▸ Prompt
Once the line containing "For each instance of the white baseboard" is found, please set it down along with each following line, exactly, to the end of the material.

╔══

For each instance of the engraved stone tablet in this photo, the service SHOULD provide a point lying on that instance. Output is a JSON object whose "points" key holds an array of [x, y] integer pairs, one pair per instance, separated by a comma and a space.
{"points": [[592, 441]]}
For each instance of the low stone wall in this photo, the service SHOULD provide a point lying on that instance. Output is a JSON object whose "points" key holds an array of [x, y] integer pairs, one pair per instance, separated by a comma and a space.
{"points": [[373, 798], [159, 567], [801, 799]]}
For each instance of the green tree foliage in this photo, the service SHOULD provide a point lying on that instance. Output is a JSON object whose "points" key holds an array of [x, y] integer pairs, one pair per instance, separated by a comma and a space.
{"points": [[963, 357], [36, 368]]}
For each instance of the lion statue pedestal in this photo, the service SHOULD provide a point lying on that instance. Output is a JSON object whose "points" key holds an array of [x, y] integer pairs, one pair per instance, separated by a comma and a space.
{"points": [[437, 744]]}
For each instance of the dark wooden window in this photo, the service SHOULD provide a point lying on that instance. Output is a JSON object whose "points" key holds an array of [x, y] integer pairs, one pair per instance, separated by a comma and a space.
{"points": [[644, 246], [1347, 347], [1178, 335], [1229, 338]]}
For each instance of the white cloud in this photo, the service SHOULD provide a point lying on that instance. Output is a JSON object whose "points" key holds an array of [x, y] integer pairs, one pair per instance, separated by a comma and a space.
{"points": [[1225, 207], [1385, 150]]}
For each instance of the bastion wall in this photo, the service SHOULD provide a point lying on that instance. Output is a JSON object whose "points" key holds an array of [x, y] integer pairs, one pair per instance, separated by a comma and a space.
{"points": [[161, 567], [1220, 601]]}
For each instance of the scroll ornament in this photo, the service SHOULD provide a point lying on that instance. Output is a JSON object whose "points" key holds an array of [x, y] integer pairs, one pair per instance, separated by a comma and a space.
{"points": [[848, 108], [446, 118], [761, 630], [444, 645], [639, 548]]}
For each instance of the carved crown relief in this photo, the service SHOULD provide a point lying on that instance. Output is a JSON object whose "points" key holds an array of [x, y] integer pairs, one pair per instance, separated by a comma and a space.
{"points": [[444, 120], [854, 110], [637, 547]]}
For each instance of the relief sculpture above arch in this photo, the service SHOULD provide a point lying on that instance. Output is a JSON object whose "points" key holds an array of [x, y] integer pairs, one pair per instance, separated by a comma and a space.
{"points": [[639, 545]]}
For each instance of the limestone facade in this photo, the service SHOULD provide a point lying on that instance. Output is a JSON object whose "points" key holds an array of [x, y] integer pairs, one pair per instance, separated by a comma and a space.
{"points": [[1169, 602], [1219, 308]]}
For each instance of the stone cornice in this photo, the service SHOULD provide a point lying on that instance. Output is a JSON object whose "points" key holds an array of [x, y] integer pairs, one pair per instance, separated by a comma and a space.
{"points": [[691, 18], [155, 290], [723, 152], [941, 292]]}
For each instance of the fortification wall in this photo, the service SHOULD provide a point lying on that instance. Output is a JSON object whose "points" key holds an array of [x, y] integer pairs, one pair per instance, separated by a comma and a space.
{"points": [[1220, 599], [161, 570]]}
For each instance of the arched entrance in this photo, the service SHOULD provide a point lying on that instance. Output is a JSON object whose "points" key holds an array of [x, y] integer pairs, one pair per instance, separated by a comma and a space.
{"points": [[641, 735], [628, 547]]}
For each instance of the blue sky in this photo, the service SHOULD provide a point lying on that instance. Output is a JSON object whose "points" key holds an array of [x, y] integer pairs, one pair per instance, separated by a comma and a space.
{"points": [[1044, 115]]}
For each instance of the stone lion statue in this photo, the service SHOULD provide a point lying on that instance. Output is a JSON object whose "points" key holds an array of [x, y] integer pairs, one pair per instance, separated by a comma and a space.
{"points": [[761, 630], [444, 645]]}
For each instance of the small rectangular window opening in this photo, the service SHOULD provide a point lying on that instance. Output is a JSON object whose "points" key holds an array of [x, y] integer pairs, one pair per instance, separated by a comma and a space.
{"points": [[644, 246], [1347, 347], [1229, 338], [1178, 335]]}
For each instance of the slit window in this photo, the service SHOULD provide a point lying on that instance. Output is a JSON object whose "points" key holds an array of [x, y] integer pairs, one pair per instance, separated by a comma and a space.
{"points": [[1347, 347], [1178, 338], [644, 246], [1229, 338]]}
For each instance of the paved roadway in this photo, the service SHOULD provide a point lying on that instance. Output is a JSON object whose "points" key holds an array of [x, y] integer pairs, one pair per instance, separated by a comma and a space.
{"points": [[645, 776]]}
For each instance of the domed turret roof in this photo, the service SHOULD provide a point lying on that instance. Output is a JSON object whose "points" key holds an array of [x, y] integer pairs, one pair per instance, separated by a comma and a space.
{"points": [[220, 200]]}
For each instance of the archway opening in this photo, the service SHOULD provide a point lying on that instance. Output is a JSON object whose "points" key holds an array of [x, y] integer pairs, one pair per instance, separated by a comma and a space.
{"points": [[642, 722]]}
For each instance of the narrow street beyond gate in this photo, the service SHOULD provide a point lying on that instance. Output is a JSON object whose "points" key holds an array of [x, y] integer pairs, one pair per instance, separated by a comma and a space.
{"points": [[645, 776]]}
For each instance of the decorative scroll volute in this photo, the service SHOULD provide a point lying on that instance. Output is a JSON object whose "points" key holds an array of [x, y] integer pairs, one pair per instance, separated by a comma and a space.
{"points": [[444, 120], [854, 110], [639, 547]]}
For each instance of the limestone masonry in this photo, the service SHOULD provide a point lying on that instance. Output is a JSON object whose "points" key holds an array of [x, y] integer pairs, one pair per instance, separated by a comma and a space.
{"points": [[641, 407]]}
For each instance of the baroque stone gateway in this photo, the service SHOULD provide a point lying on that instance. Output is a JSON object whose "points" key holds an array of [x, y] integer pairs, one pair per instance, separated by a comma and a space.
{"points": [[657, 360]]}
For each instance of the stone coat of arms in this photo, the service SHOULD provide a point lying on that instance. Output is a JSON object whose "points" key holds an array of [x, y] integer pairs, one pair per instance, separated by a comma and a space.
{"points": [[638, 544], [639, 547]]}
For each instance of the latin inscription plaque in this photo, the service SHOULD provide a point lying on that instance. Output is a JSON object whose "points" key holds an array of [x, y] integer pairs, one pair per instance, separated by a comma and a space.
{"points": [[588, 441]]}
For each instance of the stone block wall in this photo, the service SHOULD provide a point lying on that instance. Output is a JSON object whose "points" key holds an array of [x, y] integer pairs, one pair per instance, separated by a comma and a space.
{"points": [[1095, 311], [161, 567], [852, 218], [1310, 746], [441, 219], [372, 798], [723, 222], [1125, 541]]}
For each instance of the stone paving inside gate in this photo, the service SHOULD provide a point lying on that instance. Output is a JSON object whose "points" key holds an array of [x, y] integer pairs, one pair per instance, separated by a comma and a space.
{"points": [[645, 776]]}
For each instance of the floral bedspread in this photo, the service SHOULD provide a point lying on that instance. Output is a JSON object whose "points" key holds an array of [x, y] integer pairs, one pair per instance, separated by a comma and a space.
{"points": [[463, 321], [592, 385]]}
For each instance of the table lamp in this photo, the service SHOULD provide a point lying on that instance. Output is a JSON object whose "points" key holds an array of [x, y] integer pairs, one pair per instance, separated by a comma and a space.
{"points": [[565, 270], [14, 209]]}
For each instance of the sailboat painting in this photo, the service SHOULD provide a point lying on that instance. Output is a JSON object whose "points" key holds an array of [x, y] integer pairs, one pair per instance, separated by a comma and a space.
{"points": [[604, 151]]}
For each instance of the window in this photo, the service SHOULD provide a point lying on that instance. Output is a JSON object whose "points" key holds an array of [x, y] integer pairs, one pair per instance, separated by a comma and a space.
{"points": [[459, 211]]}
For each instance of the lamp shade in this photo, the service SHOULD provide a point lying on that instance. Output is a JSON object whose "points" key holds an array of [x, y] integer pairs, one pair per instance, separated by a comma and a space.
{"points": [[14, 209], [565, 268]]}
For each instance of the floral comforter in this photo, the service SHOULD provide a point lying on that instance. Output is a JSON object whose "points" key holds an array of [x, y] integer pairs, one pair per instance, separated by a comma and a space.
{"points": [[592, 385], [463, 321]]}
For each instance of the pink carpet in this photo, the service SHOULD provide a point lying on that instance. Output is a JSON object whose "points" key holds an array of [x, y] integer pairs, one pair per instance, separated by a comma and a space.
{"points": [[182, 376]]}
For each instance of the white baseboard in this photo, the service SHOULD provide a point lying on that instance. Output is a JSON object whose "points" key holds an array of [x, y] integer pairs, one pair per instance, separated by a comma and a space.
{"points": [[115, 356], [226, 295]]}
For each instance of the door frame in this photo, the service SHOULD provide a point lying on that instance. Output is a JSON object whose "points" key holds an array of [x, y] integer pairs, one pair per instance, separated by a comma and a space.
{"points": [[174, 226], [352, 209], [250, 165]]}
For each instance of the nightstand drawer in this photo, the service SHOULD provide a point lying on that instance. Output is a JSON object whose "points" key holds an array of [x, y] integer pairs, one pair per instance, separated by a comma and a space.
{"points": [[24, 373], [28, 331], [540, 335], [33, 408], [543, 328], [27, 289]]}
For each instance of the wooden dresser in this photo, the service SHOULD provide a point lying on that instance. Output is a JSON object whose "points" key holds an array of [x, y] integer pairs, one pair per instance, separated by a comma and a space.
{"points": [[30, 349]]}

╚══

▸ Written answer
For each instance of the white baseboard in this photo, the service SHOULD provide a point lying on that instance. Output is a JSON object whose "points" key holds an array of [x, y] integer pairs, one pair per instance, separated by a comma and a space.
{"points": [[115, 356], [226, 295]]}
For each instance of the door frame in this photo, the service SHOULD provide a point lying on that instance. Output is a JSON object whose "points" key holds an array of [x, y] integer pairs, one pair per instance, separated by a comma and a space.
{"points": [[174, 226], [352, 209], [250, 165]]}
For each instance of the nightstand drawer in this photo, the service SHOULD provide a point lying on that instance. Output is a JSON object whose "points" key holds an array of [x, y] integer pairs, one pair per instance, separated by a comma and a space.
{"points": [[24, 373], [28, 331], [540, 335], [33, 408], [543, 328], [27, 289]]}
For each instance of the wooden dresser in this photo, the service SHOULD provide a point lying on that instance. Output is a JSON object whose "points" key holds an array of [x, y] integer pairs, one pair per instance, separated by a comma and a space.
{"points": [[30, 349]]}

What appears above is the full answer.